▶ _STATED PROBLEM_:
Reproduce every one of the records below verbatim, keeping each line in its original order.

(Source records)
****************************************
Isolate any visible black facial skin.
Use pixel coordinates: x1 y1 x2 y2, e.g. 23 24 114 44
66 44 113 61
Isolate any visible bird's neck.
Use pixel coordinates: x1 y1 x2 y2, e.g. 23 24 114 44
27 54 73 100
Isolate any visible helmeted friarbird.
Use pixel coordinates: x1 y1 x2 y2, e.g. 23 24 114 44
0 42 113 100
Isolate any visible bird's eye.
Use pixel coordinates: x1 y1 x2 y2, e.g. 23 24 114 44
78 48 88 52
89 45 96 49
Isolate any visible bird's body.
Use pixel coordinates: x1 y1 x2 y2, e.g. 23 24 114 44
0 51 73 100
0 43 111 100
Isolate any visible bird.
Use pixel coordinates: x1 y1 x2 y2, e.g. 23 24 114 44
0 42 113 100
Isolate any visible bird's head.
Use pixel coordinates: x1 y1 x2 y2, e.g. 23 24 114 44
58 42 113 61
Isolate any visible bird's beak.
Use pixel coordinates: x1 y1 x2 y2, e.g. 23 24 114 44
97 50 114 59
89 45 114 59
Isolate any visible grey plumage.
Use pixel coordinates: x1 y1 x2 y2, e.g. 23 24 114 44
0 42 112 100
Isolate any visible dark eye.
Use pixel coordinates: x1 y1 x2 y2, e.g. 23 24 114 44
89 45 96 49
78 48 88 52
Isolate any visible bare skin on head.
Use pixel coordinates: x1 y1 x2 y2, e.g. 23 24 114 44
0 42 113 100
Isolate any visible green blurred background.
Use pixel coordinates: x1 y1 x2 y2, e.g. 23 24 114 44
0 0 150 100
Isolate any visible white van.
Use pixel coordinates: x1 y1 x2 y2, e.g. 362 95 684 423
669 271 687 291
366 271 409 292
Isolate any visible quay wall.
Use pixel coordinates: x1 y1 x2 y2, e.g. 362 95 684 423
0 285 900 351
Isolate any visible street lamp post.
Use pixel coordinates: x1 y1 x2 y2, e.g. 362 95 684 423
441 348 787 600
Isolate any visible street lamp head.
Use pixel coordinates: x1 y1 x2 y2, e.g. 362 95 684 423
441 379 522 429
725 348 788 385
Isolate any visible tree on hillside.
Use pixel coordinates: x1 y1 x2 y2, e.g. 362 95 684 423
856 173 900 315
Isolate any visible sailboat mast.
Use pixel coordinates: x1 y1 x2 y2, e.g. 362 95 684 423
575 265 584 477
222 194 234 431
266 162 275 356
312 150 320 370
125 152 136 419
****************************************
▶ _FULL OUTPUT_:
Isolate any visible black facial skin.
Use pixel coordinates: x1 y1 x2 y2, e.g. 23 24 114 44
66 44 113 61
Isolate any visible bird's neck.
Use pixel coordinates: x1 y1 x2 y2, e.g. 23 24 114 44
27 54 73 100
Isolate any visible helmeted friarbird.
Use pixel coordinates: x1 y1 x2 y2, e.g. 23 24 114 44
0 42 113 100
Isolate any visible bird's eye.
Use pixel coordinates: x1 y1 x2 y2, e.g. 23 24 114 44
78 48 88 52
89 45 96 49
Isolate any visible bird's body.
Use pixel coordinates: x1 y1 x2 y2, e.g. 23 24 114 44
0 51 73 100
0 43 111 100
Isolate any visible bird.
Use pixel coordinates: x1 y1 x2 y2, e.g. 23 24 114 44
0 42 113 100
Isolate any visible bird's head.
Use pixel coordinates: x1 y1 x2 y2, e.g. 23 24 114 44
58 42 113 61
Isolate any visible bird's beak.
Use pixel coordinates: x1 y1 x2 y2, e.g. 23 24 114 44
97 50 114 59
89 45 114 59
Isolate any visible grey plumage.
Use pixel coordinates: x1 y1 x2 y2, e.g. 23 24 114 44
0 42 112 100
Isolate any visible dark eye.
Use pixel coordinates: x1 y1 x2 y2, e.g. 23 24 114 44
89 45 96 49
78 48 88 52
Isolate any visible bare skin on head.
Use pixel coordinates: x1 y1 x2 y2, e.g. 23 24 114 44
0 42 113 100
Isolate any visible green blurred background.
Use pixel coordinates: x1 y1 x2 y2, e.g. 23 24 114 44
0 0 150 100
Isolate any visible white van.
Use pixel coordinates: x1 y1 x2 y2, e.g. 362 95 684 423
669 271 687 291
366 271 409 292
Isolate any visible quay wall.
Use pixel coordinates: x1 y1 x2 y2, e.g. 362 95 684 423
0 285 900 351
Isolate any visible street lamp post.
Use pixel coordinates: x1 y1 x2 y2, e.g. 362 95 684 423
441 348 787 600
Isolate any visible street lamp head.
Use pixel coordinates: x1 y1 x2 y2, e.g. 362 95 684 423
441 379 522 429
725 348 788 385
Isolate any visible tree on hillside.
Use pixel coordinates: x1 y1 x2 y2, e.g. 362 95 684 423
856 173 900 315
Isolate any visible sailboat mast.
Use pixel coordinates: x1 y1 x2 y2, e.g. 362 95 684 423
575 265 584 477
222 194 234 431
266 162 275 356
312 150 320 370
125 152 136 419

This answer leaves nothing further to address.